Material provided START
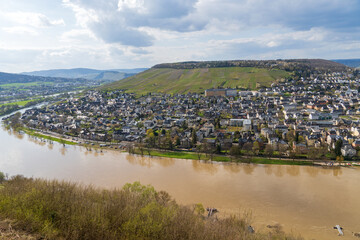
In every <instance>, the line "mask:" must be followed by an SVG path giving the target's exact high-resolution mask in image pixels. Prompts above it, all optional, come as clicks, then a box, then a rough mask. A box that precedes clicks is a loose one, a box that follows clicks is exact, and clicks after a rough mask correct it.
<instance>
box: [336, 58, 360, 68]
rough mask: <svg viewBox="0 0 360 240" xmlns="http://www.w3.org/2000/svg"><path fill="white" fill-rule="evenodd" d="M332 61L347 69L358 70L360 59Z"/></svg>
mask: <svg viewBox="0 0 360 240" xmlns="http://www.w3.org/2000/svg"><path fill="white" fill-rule="evenodd" d="M332 61H334V62H337V63H341V64H344V65H346V66H348V67H353V68H360V59H335V60H332Z"/></svg>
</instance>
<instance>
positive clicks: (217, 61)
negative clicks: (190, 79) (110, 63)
mask: <svg viewBox="0 0 360 240" xmlns="http://www.w3.org/2000/svg"><path fill="white" fill-rule="evenodd" d="M219 67H256V68H266V69H280V70H285V71H294V70H296V69H303V70H319V71H327V70H333V71H345V70H346V69H347V66H345V65H344V64H341V63H338V62H334V61H330V60H325V59H277V60H226V61H201V62H197V61H189V62H178V63H162V64H157V65H155V66H153V68H173V69H196V68H219Z"/></svg>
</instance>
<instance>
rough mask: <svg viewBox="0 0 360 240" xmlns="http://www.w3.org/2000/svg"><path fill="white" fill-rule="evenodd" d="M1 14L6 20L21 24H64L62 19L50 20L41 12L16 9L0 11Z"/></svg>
mask: <svg viewBox="0 0 360 240" xmlns="http://www.w3.org/2000/svg"><path fill="white" fill-rule="evenodd" d="M2 15H3V18H5V19H6V20H8V21H11V22H15V23H17V24H21V25H27V26H31V27H36V28H43V27H51V26H57V25H61V26H64V25H65V22H64V20H63V19H57V20H50V19H49V18H48V17H47V16H45V15H43V14H41V13H34V12H21V11H17V12H9V13H2Z"/></svg>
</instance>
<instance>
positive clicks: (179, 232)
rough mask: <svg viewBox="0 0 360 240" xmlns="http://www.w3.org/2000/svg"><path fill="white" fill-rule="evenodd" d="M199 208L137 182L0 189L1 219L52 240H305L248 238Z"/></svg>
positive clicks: (246, 233)
mask: <svg viewBox="0 0 360 240" xmlns="http://www.w3.org/2000/svg"><path fill="white" fill-rule="evenodd" d="M203 213H204V209H203V207H202V205H201V204H197V205H194V206H193V207H185V206H181V205H178V204H177V203H176V202H175V201H174V200H172V199H171V197H170V196H169V194H167V193H166V192H163V191H160V192H157V191H155V190H154V188H153V187H151V186H142V185H141V184H140V183H138V182H136V183H134V184H126V185H125V186H124V187H123V188H122V189H120V190H101V189H96V188H94V187H91V186H80V185H78V184H74V183H69V182H59V181H45V180H40V179H28V178H24V177H21V176H15V177H12V178H11V179H10V180H8V181H6V182H4V183H3V187H2V188H1V189H0V218H3V219H4V218H10V219H14V220H17V226H18V227H19V228H21V229H23V230H26V231H27V232H28V233H29V234H40V235H42V236H43V237H45V238H48V239H231V240H232V239H249V240H252V239H254V240H255V239H257V240H260V239H269V240H270V239H288V240H290V239H301V238H299V237H292V236H288V235H286V234H285V233H283V232H282V231H280V230H279V229H277V230H276V231H274V230H271V231H272V232H266V233H258V232H256V233H250V232H249V231H248V225H249V223H248V221H247V220H246V219H243V218H239V217H229V218H225V219H218V220H215V219H214V218H210V219H208V218H205V217H203Z"/></svg>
Material provided END
» **What the task requires**:
Find each line in the records that contains the string "clicks", and copy those lines out in full.

» **Reply**:
In every <instance>, the line "mask:" must be followed by an SVG path giving the target's exact high-resolution mask in image pixels. Prompts above it, all optional, come as clicks, then a box, then a rough mask. A box that precedes clicks is a loose one, a box that follows clicks is exact, and clicks after a rough mask correct it.
positive clicks: (217, 61)
negative clicks: (190, 79) (110, 63)
positive clicks: (179, 232)
positive clicks: (246, 233)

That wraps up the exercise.